#### Required action
Within the listing below, please copy exactly the lines between the line holding "Provide the location of every instance of the man" and the line holding "Provide the location of every instance of the truck", inclusive.

#### Records
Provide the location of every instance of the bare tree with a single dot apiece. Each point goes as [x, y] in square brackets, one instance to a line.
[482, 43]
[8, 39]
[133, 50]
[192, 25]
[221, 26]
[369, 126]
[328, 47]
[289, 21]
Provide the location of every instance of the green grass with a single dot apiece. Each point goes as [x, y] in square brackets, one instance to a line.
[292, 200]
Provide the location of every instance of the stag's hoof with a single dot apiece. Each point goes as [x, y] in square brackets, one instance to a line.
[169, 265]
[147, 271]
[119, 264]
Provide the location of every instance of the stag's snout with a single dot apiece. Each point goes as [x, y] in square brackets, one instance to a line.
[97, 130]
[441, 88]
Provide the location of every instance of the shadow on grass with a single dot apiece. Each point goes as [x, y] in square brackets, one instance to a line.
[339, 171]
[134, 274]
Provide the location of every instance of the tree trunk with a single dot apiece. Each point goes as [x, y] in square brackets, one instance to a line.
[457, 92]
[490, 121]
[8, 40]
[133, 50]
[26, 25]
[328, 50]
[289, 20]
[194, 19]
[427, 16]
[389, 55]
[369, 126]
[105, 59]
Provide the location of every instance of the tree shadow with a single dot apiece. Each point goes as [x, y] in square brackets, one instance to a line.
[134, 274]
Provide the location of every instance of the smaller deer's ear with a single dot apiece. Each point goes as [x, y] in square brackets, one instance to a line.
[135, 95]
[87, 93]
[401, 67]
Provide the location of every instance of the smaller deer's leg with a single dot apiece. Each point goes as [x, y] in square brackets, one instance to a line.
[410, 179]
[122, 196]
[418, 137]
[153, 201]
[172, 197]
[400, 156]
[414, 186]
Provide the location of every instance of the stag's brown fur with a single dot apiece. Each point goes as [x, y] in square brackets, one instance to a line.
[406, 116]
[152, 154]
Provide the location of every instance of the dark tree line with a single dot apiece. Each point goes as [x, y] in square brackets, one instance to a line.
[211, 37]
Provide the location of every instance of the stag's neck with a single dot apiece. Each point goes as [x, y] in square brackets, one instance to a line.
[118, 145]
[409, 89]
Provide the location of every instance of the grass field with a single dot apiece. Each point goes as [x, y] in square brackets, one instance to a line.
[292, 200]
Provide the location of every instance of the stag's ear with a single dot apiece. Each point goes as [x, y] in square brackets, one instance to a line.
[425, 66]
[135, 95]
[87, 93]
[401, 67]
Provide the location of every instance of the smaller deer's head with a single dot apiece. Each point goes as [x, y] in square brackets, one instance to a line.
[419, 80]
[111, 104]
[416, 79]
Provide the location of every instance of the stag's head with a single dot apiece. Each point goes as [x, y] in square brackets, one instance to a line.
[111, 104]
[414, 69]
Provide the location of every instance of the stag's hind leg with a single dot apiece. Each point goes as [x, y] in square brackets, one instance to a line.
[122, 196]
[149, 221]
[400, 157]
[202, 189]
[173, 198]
---
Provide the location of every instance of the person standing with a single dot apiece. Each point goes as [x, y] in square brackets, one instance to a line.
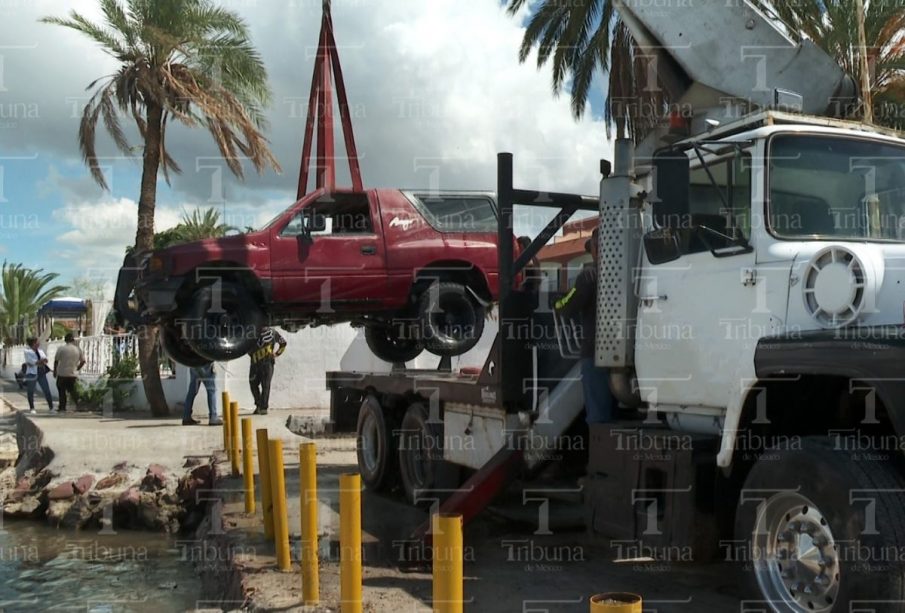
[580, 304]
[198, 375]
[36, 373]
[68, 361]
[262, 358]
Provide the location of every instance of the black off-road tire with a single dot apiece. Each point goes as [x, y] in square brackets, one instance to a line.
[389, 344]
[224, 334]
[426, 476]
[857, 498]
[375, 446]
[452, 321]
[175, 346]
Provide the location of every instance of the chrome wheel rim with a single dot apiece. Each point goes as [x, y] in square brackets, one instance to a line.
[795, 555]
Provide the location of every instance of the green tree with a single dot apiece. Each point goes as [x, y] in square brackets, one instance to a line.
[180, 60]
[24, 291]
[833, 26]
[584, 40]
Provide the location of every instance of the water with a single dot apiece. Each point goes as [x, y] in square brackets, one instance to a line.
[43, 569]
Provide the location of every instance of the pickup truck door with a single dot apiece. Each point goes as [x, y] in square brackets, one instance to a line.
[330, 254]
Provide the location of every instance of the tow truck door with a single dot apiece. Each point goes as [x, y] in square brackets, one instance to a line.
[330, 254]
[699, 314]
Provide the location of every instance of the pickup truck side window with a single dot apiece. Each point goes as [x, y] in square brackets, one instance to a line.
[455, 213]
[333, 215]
...
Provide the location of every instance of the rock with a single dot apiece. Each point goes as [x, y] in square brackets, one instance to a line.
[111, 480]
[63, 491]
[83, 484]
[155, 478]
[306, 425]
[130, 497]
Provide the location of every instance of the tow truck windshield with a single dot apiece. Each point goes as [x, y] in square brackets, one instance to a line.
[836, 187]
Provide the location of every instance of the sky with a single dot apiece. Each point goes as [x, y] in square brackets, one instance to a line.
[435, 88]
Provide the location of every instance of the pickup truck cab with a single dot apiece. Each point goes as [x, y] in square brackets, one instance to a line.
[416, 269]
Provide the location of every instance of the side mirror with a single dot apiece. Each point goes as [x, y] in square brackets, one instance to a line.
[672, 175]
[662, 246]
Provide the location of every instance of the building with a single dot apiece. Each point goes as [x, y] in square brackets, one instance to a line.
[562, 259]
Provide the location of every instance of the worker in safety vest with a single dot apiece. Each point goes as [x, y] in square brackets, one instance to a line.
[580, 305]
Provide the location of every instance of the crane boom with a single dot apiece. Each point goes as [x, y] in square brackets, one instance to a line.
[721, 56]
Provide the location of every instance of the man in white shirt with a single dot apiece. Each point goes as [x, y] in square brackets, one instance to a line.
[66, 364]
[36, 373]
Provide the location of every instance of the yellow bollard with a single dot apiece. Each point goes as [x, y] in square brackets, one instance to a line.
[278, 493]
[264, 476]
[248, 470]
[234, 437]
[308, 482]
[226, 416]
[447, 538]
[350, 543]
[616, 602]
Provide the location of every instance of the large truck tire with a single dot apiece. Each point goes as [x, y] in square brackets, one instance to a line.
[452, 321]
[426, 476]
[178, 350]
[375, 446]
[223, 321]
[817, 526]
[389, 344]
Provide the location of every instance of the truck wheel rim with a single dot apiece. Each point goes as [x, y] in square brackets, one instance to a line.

#### Output for this exercise
Provide the location of every instance of the man in white shirt with a single dot apiece. Each point goes as [x, y] in square brackets, one instance to a line.
[66, 364]
[36, 373]
Provide the location of every instance of the yellow bollard with a single dot apiece. Each point goes as [x, y] in square brackets, one instance to a line.
[278, 493]
[264, 476]
[248, 470]
[234, 437]
[308, 482]
[226, 416]
[447, 538]
[350, 543]
[616, 602]
Provide the location of every instance of the large truck tire with a single dot apiece. Each point goes as [x, y] in square brackets, one instance to a line.
[452, 321]
[426, 476]
[178, 350]
[375, 446]
[223, 321]
[817, 526]
[389, 344]
Provide the location of every instance of the truck wheel rim with a single dot apiece. Each point goes as [x, y] in square brackets, one instance to a line.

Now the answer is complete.